Olhando a plateia vejo todos embevecidos, com o gestual do velho mestre. Suas mãos em círculos, hora de braços cruzados. E sempre utilizando pensamentos encadeados e cita a primeira estrofe de Camões terceiro e quinto versos. “Por mares nunca dantes navegados” , “Mais do que prometia a força humana”. E quando quer reforçar algo que julga importante, diz: “– Cai na prova.”
Percebe-se claramente que a aula é de Poesia e Filosofia, se der tempo; um pouco de Histologia. Pois a vida não se interrompe, ela prossegue. E ninguém morre, apenas “voltou para casa”. São palavras dele, não minhas. Na verdade ele não está ensinando e sim insinuando.
#####
* [Enunciado 1]: Reescreva o trecho do texto sobre a aula que vai de "Olhando a plateia" até "e sim insinuando.", inclusive, trocando "velho mestre" por "antigo professor".
* [Enunciado 2]:
Responda com base no texto sobre a aula:
(a) De qual poeta o professor cita versos?
(b) O que o professor diz quando quer reforçar algo que julga importante?
(c) Que matéria entra na aula se der tempo?
#####
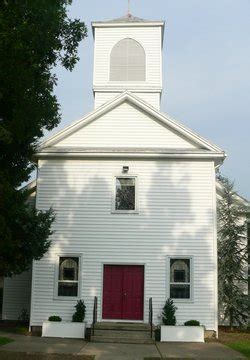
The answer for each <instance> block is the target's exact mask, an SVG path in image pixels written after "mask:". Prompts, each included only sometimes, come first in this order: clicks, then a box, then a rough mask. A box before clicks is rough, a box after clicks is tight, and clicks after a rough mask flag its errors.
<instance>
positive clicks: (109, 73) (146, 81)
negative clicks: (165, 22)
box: [94, 26, 162, 87]
mask: <svg viewBox="0 0 250 360" xmlns="http://www.w3.org/2000/svg"><path fill="white" fill-rule="evenodd" d="M161 31H162V30H161V27H160V26H151V27H125V26H124V27H120V28H119V27H116V28H112V27H105V28H96V29H95V57H94V87H95V86H107V85H110V86H111V85H114V84H115V85H119V84H120V85H124V86H125V87H128V86H131V84H132V83H133V84H138V85H140V86H141V85H142V83H143V85H145V86H147V87H150V86H151V87H152V86H161V85H162V79H161V65H162V64H161V56H162V46H161V45H162V44H161V41H162V33H161ZM126 38H131V39H133V40H135V41H137V42H138V43H139V44H140V45H141V46H142V47H143V49H144V51H145V56H146V81H145V82H142V81H138V82H136V81H128V82H121V81H110V55H111V52H112V49H113V47H114V46H115V45H116V44H118V42H119V41H121V40H123V39H126Z"/></svg>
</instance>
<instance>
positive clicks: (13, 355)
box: [0, 351, 95, 360]
mask: <svg viewBox="0 0 250 360" xmlns="http://www.w3.org/2000/svg"><path fill="white" fill-rule="evenodd" d="M94 358H95V357H94V356H89V355H64V354H25V353H18V352H16V353H14V352H9V351H0V359H4V360H94Z"/></svg>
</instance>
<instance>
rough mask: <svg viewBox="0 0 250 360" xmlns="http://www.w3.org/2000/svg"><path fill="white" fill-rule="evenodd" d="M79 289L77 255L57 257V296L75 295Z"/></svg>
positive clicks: (78, 268) (77, 258)
mask: <svg viewBox="0 0 250 360" xmlns="http://www.w3.org/2000/svg"><path fill="white" fill-rule="evenodd" d="M78 291H79V257H73V256H72V257H71V256H70V257H66V256H65V257H64V256H60V257H59V268H58V290H57V296H60V297H61V296H69V297H77V296H78Z"/></svg>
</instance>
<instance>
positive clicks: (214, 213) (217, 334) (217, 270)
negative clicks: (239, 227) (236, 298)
mask: <svg viewBox="0 0 250 360" xmlns="http://www.w3.org/2000/svg"><path fill="white" fill-rule="evenodd" d="M212 172H213V181H212V189H211V192H212V196H213V209H214V212H213V228H214V244H213V254H214V297H215V299H214V307H215V308H214V321H215V329H216V338H218V335H219V332H218V331H219V323H218V321H219V319H218V318H219V313H218V244H217V198H216V174H215V168H214V167H212Z"/></svg>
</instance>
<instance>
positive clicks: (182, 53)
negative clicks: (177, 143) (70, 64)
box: [52, 0, 250, 200]
mask: <svg viewBox="0 0 250 360" xmlns="http://www.w3.org/2000/svg"><path fill="white" fill-rule="evenodd" d="M127 3H128V2H127V0H105V1H104V0H91V1H86V0H73V4H72V5H71V6H70V7H69V16H70V17H72V18H80V19H81V20H82V21H84V22H85V24H86V25H87V27H88V32H89V35H88V38H87V39H85V40H83V41H82V42H81V44H80V45H79V57H80V60H79V62H78V63H77V65H76V66H75V68H74V70H73V72H69V71H66V70H64V69H63V68H62V67H60V66H58V67H57V68H56V69H55V72H56V75H57V77H58V84H57V87H56V89H55V94H56V96H57V98H58V101H59V103H60V105H61V114H62V121H61V123H60V125H59V126H58V128H57V129H54V130H53V131H52V133H54V132H55V131H57V130H58V129H61V128H63V127H65V126H66V125H68V124H70V123H71V122H72V121H74V120H77V119H80V118H82V117H83V116H84V115H85V114H87V113H88V112H90V111H91V110H93V93H92V82H93V78H92V77H93V36H92V30H91V21H95V20H100V21H101V20H109V19H113V18H118V17H120V16H123V15H125V14H126V12H127ZM131 12H132V14H133V15H134V16H138V17H142V18H145V19H152V20H165V21H166V25H165V36H164V51H163V76H164V80H163V89H164V90H163V96H162V103H161V110H162V111H163V112H164V113H167V114H169V115H170V116H171V117H173V118H175V119H176V120H178V121H180V122H181V123H183V124H184V125H186V126H187V127H189V128H191V129H193V130H194V131H196V132H198V133H199V134H200V135H201V136H203V137H204V138H206V139H208V140H210V141H211V142H213V143H214V144H216V145H218V146H219V147H221V148H222V149H223V150H225V151H226V153H227V159H226V160H225V163H224V165H223V166H222V168H221V171H222V173H223V174H225V175H226V176H228V177H229V178H230V179H231V180H234V181H235V188H236V190H237V191H238V193H239V194H240V195H241V196H243V197H245V198H247V199H248V200H250V156H249V155H250V145H249V142H250V136H249V135H250V0H237V1H236V0H209V1H208V0H131Z"/></svg>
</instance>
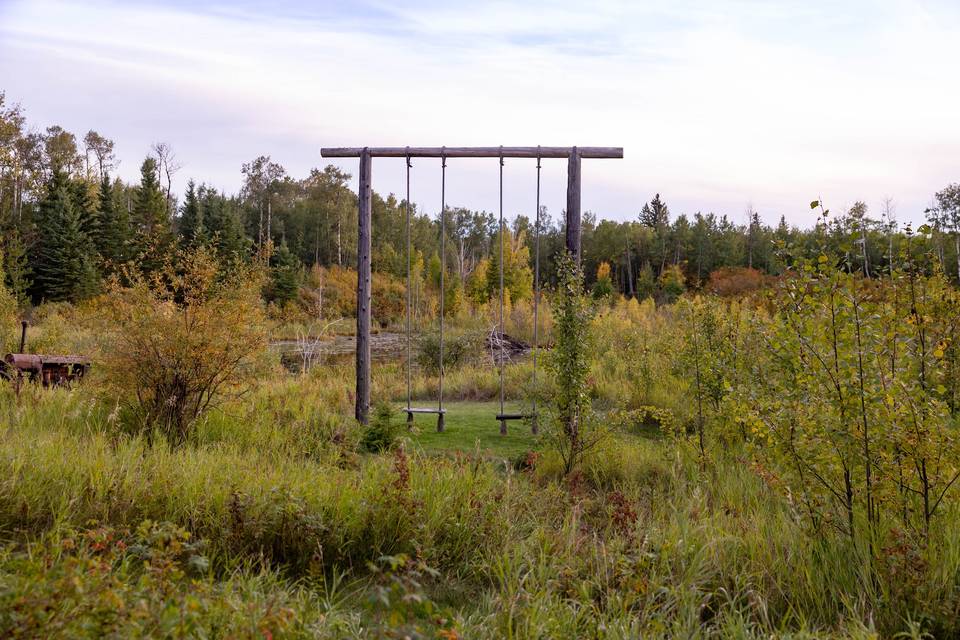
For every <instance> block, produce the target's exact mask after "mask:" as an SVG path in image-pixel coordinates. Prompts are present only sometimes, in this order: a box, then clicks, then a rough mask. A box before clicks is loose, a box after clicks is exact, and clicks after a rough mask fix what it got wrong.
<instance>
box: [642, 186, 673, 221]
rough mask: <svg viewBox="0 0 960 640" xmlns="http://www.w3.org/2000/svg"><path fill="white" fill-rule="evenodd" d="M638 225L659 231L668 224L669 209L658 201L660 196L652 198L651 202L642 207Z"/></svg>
mask: <svg viewBox="0 0 960 640" xmlns="http://www.w3.org/2000/svg"><path fill="white" fill-rule="evenodd" d="M640 224H642V225H644V226H645V227H650V228H651V229H660V228H662V227H666V226H667V225H668V224H670V209H669V208H668V207H667V205H666V203H665V202H664V201H663V200H661V199H660V194H659V193H658V194H656V195H655V196H653V200H651V201H650V202H648V203H646V204H645V205H643V209H641V211H640Z"/></svg>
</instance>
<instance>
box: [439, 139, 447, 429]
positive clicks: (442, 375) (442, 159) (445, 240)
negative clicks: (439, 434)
mask: <svg viewBox="0 0 960 640" xmlns="http://www.w3.org/2000/svg"><path fill="white" fill-rule="evenodd" d="M446 149H447V148H446V147H443V149H442V150H441V152H440V349H439V351H440V362H439V363H438V364H439V371H440V379H439V383H438V393H439V397H438V400H437V411H438V414H437V431H443V427H444V424H443V313H444V311H443V303H444V298H446V297H447V295H446V294H447V290H446V288H444V272H445V271H446V270H447V269H446V263H447V261H446V257H447V253H446V236H447V234H446V229H445V225H444V220H445V219H446V217H447V215H446V214H447V151H446Z"/></svg>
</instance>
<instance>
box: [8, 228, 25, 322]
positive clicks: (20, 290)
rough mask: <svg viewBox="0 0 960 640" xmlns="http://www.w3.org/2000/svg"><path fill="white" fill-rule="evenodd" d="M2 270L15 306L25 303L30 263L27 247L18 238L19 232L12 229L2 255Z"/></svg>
mask: <svg viewBox="0 0 960 640" xmlns="http://www.w3.org/2000/svg"><path fill="white" fill-rule="evenodd" d="M3 266H4V270H5V271H6V278H5V284H6V288H7V291H9V292H10V294H11V295H13V297H14V298H15V299H16V301H17V304H18V305H20V306H23V305H25V304H26V303H27V300H28V299H29V296H28V295H27V292H28V291H29V289H30V285H31V281H30V261H29V257H28V255H27V246H26V244H24V242H23V239H22V238H21V237H20V232H19V231H17V229H15V228H14V229H13V230H12V231H11V232H10V237H9V238H8V239H7V242H6V253H5V254H4V265H3Z"/></svg>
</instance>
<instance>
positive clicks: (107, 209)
mask: <svg viewBox="0 0 960 640" xmlns="http://www.w3.org/2000/svg"><path fill="white" fill-rule="evenodd" d="M113 191H114V190H113V187H112V186H111V184H110V176H109V175H108V174H107V173H106V172H104V173H103V176H102V177H101V178H100V191H99V197H98V201H97V218H98V221H99V223H100V233H99V234H97V236H96V237H95V238H94V244H95V245H96V247H97V252H98V253H99V254H100V257H101V259H102V260H103V261H104V262H106V263H107V264H109V265H114V266H116V265H119V264H121V263H123V262H124V261H125V260H126V259H127V258H128V255H127V249H128V245H129V243H130V220H129V218H128V216H127V211H126V209H125V208H124V207H122V206H118V205H117V202H115V200H114V197H113Z"/></svg>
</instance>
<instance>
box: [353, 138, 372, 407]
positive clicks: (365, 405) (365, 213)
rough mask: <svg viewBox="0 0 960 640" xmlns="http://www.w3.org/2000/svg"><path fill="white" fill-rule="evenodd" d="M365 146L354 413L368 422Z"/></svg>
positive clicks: (363, 157)
mask: <svg viewBox="0 0 960 640" xmlns="http://www.w3.org/2000/svg"><path fill="white" fill-rule="evenodd" d="M372 164H373V163H372V162H371V160H370V153H369V151H368V150H367V149H364V150H363V153H361V154H360V187H359V190H358V199H359V210H360V213H359V216H358V219H359V236H358V239H357V407H356V417H357V421H358V422H360V423H361V424H368V422H369V413H370V302H371V300H370V250H371V247H370V242H371V240H370V238H371V223H372V218H371V210H372V202H371V195H372V191H371V180H370V173H371V169H372V168H373V167H372Z"/></svg>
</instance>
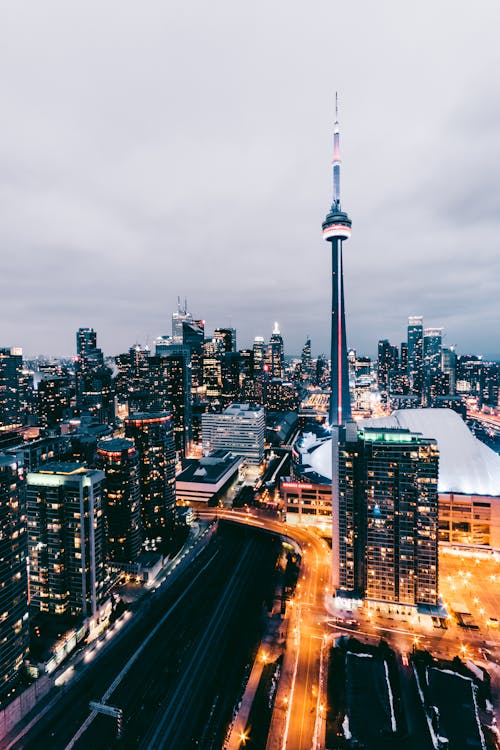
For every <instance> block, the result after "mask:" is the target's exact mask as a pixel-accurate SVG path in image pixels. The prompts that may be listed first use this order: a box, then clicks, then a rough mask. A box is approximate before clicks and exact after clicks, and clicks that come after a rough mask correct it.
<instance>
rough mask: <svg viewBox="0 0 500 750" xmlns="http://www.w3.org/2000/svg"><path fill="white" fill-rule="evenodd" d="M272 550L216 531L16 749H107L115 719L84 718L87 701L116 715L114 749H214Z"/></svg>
mask: <svg viewBox="0 0 500 750" xmlns="http://www.w3.org/2000/svg"><path fill="white" fill-rule="evenodd" d="M279 550H280V544H279V542H278V541H277V540H275V539H272V538H270V537H265V536H262V535H257V534H253V533H251V532H250V534H249V532H248V531H247V530H245V529H234V528H232V529H231V530H230V531H229V532H224V534H222V538H220V537H219V538H217V539H215V540H214V541H213V542H212V543H210V545H209V546H208V547H207V550H206V551H205V553H202V556H200V557H202V558H203V559H199V560H197V561H196V563H194V564H193V565H192V566H191V567H190V568H189V570H188V571H187V572H186V575H184V576H183V580H182V581H179V582H178V585H177V586H176V590H175V591H174V590H170V591H168V592H165V594H162V593H161V592H159V593H158V594H155V595H154V596H152V597H151V599H150V604H149V607H146V608H145V610H144V612H143V614H141V615H139V614H138V615H136V618H137V622H136V624H135V625H134V626H131V629H130V632H128V633H127V634H126V636H124V638H123V640H122V641H121V642H120V643H119V644H116V646H114V647H112V648H111V647H110V651H109V653H105V654H104V655H103V656H101V657H100V658H99V659H96V660H95V662H93V663H92V664H91V665H90V667H89V668H88V669H87V670H86V671H85V672H84V673H83V674H82V676H81V678H80V680H79V681H78V682H77V683H75V684H73V683H70V684H69V686H68V688H67V691H66V692H65V693H61V698H60V700H59V701H58V702H57V704H56V706H55V707H54V708H53V710H52V711H51V712H49V714H47V716H46V717H44V718H43V719H42V720H41V721H40V722H39V723H38V724H37V725H36V726H35V727H33V729H32V730H31V731H30V732H29V733H28V734H27V735H26V736H25V737H24V738H23V740H21V741H20V742H19V743H18V744H17V745H16V746H15V747H16V748H22V747H23V748H27V749H29V750H31V748H41V747H47V748H50V749H51V750H65V748H68V749H69V748H71V747H74V748H76V749H77V750H82V748H86V749H87V748H89V747H91V748H93V750H100V749H101V748H102V750H104V748H106V750H108V749H110V748H113V747H115V744H116V722H115V721H114V720H113V719H111V718H109V717H103V716H99V715H98V716H95V717H93V719H92V721H89V716H90V712H89V707H88V704H89V700H97V701H102V700H103V699H105V700H106V701H107V702H108V704H111V705H116V706H118V707H119V708H121V709H122V710H123V713H124V722H123V726H124V734H123V738H122V739H121V740H120V744H119V746H120V747H121V748H137V747H140V746H142V747H155V748H156V747H158V748H159V747H169V748H172V747H179V748H186V750H187V749H188V748H195V747H197V748H199V747H203V748H204V749H205V748H206V750H219V748H220V747H221V744H222V741H223V738H224V735H225V731H226V728H227V724H228V722H229V720H230V717H231V713H232V710H233V706H234V703H235V699H236V696H237V695H238V693H239V690H240V689H241V684H242V680H243V676H244V670H245V666H246V664H247V663H248V661H249V659H250V656H251V650H252V648H253V646H254V644H255V643H256V642H258V641H259V639H260V633H261V624H262V620H261V617H262V609H261V606H262V601H263V598H264V597H267V595H268V593H269V592H268V591H267V587H268V582H269V580H270V579H272V574H271V573H272V571H273V569H274V563H275V560H276V557H277V555H278V553H279ZM172 588H173V587H172ZM184 594H185V596H184ZM183 596H184V598H183ZM134 619H135V618H134ZM155 628H157V630H155ZM152 634H153V637H151V635H152ZM134 655H137V658H136V659H135V661H134V662H133V663H132V665H131V668H130V669H129V670H128V671H126V672H125V674H124V676H123V678H122V679H117V676H119V675H120V674H121V673H122V672H123V669H124V666H125V665H127V664H128V663H129V662H130V660H131V658H133V656H134ZM228 665H230V668H229V667H228ZM165 717H166V718H165ZM157 728H159V730H158V731H156V730H157ZM141 743H142V745H141Z"/></svg>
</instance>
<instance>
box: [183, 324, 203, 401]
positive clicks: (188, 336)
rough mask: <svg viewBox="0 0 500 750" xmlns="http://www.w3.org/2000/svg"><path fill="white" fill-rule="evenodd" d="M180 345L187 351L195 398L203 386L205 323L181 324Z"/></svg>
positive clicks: (192, 393)
mask: <svg viewBox="0 0 500 750" xmlns="http://www.w3.org/2000/svg"><path fill="white" fill-rule="evenodd" d="M182 343H183V346H184V347H186V348H187V350H188V351H189V359H190V363H191V393H192V395H193V398H196V394H197V393H198V390H199V389H200V388H201V387H202V385H203V375H204V371H203V358H204V343H205V321H204V320H191V321H189V322H187V321H184V322H183V324H182Z"/></svg>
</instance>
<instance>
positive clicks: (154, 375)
mask: <svg viewBox="0 0 500 750" xmlns="http://www.w3.org/2000/svg"><path fill="white" fill-rule="evenodd" d="M149 368H150V379H149V391H150V396H149V399H148V401H147V402H148V407H147V408H148V411H149V410H151V411H168V412H170V413H171V414H172V417H173V420H174V438H175V448H176V450H177V451H179V452H180V454H181V455H182V456H185V454H186V451H187V450H188V449H189V445H190V443H191V427H192V410H191V368H190V367H189V350H188V348H187V347H186V346H179V345H176V344H173V345H172V346H169V347H166V349H165V352H164V353H163V354H162V355H161V356H156V357H150V358H149Z"/></svg>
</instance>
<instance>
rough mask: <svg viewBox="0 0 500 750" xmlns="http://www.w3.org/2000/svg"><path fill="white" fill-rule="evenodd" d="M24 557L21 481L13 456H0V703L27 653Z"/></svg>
mask: <svg viewBox="0 0 500 750" xmlns="http://www.w3.org/2000/svg"><path fill="white" fill-rule="evenodd" d="M27 556H28V541H27V535H26V502H25V498H24V488H23V486H22V478H21V477H20V475H19V472H18V466H17V463H16V461H15V459H14V458H13V456H4V455H3V454H0V628H1V633H2V635H1V637H0V700H1V699H2V698H3V697H4V695H5V694H6V693H7V692H8V691H9V690H10V688H12V687H13V685H14V684H15V683H16V681H17V680H18V679H19V676H20V670H21V667H22V665H23V662H24V660H25V658H26V656H27V653H28V632H29V631H28V581H27Z"/></svg>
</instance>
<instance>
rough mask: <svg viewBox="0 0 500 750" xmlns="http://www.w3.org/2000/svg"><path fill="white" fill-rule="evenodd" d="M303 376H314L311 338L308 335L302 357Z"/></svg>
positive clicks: (302, 376)
mask: <svg viewBox="0 0 500 750" xmlns="http://www.w3.org/2000/svg"><path fill="white" fill-rule="evenodd" d="M300 362H301V368H302V377H303V379H304V380H311V379H312V377H313V363H312V354H311V339H310V338H309V337H308V338H307V340H306V343H305V344H304V346H303V347H302V354H301V357H300Z"/></svg>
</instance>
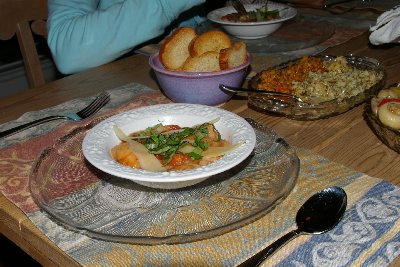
#####
* [Resposta 1]:
Olhando a plateia vejo todos embevecidos, com o gestual do antigo professor. Suas mãos em círculos, hora de braços cruzados. E sempre utilizando pensamentos encadeados e cita a primeira estrofe de Camões terceiro e quinto versos. “Por mares nunca dantes navegados” , “Mais do que prometia a força humana”. E quando quer reforçar algo que julga importante, diz: “– Cai na prova.”
Percebe-se claramente que a aula é de Poesia e Filosofia, se der tempo; um pouco de Histologia. Pois a vida não se interrompe, ela prossegue. E ninguém morre, apenas “voltou para casa”. São palavras dele, não minhas. Na verdade ele não está ensinando e sim insinuando.

* [Resposta 2]:
(a) De Camões.
(b) "– Cai na prova."
(c) Um pouco de Histologia.